Your tasks:
(1) Decide whether each statement below agrees with the text about the Sustainable Apparel Index. Answer yes or no for each, and quote the words from the text that settle it.
(a) Metrics and calculation methods have already been added for the chemistry/toxics impact category.
(b) The first draft indicators for labor practices in the cut/sew stage will be put into Version 1.0 of the Index once the stakeholder process is done.
(c) Greenpeace wants the targets to cover hazardous chemicals in the products as well as in supply chain discharges.
(2) Carry on the text about the Sustainable Apparel Index, picking up right after its last sentence.

Impact categories include energy and greenhouse gases (GHG); water quality; water use; chemistry/toxics; waste; land use; and air emissions, while social/labour indicators are included for the manufacturing stage of the lifecycle.

Environmental metrics and calculation methodologies have been incorporated for three of these impact categories, namely energy and GHG, water use and waste. The Index will evolve to include metrics and methodologies for additional impact areas, such as chemistry/toxics, SAC said, and metrics and methodologies will be updated over time as needed.

It also said the Index would evolve progressively to include more quantitative data specifically from supply chains, "to more accurately assess true environmental and social impact and deliver a truly comprehensive product footprint score."  In the same vein, SAC also intends to incorporate social/labour indicators for raw material production.

While it has welcomed the emphasis SAC is placing on measurement and benchmarking, Greenpeace stressed in its response to the Coalition's formation that clear targets should also be established. "Given the urgency and severity of the pollution problem in many textile producing countries, such as China, it is imperative that the Coalition moves quickly to establish clear and measurable targets," Greenpeace said. "These must include targets for the total elimination of hazardous chemicals, both in terms of discharges occurring throughout the supply chain, and in the products themselves."

With regard to social impacts, SAC's founding members are strongly committed to the inclusion of "robust, credible social/labour indicators" in the Index, and to expand and develop the scope of social/labour indicators over time. However, it said that the inclusion of indicators "will be staged so that additional depth and scope are included in each successive version of the Index."

SAC formed a social/labour working group to evaluate existing third-party standards and review company best practices, and draft a set of indicators. An initial draft set of indicators for labour practices in the manufacturing (cut/sew) stage has been developed, and will be revised through a "robust" stakeholder engagement process, SAC said, after which these indicators will be included in Version 1.0 of the Index.

The Working Group has also been briefed to explore "opportunities for collaboration" on specific social/labour initiatives beyond the inclusion of indicators in the Index.

Building on existing models
The Sustainable Apparel Index V1.0 has been based largely on the Outdoor Industry Association's Eco Index and Nike's Apparel Environmental Design Tool.

Data extract:
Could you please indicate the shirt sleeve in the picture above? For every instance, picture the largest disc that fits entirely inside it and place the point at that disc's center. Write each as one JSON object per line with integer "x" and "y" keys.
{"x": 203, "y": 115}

Task answers:
(1)
(a) No: "Environmental metrics and calculation methodologies have been incorporated for three of these impact categories, namely energy and GHG, water use and waste."
(b) Yes: "after which these indicators will be included in Version 1.0 of the Index."
(c) Yes: "These must include targets for the total elimination of hazardous chemicals, both in terms of discharges occurring throughout the supply chain, and in the products themselves."

(2)
Indeed, SAC has signed a Memorandum of Understanding with the Outdoor Industry Association (OIA) "to support the shared goals of both organisations to create one robust, widely-accepted, universal tool for measuring sustainable products."

"The SAC tool brings together the work of the Eco Index and the Nike Environmental Design tool," says Amy Kleiner-Roberts, vice president for government affairs at the Outdoor Industry Association. "So I feel that the work of the Eco Index by the outdoor industry has been foundational to the process, and the collaboration between the outdoor industry and the SAC members continues under this new model. Much of the work the OIA continues to manage will feed into the SAC apparel tool."

Kleiner-Roberts adds: "There is strong potential to achieve gains in sustainability metrics that can only come through the power of collaboration."

NGO involvement is a key strength of the Sustainable Apparel Coalition, and nowhere is this more the case than with regard to the Index. Indeed, the OIA index was itself created in collaboration with NGOs so to a degree the basic blueprint that SAC has employed has already benefited from NGO input.

Kleiner-Roberts believes continued NGO involvement will certainly help the development of the SAC index. "SAC extends the process the outdoor industry started with the collaborative development of the Eco Index," she says.

"The Eco Index was reviewed by a series of NGOs and academics assembled by CERES during the piloting and we received feedback and suggestions for improvements, and as a result we were able to implement some very strong changes. The NGO community and the expertise they bring to the table are critical to the building of these indexes."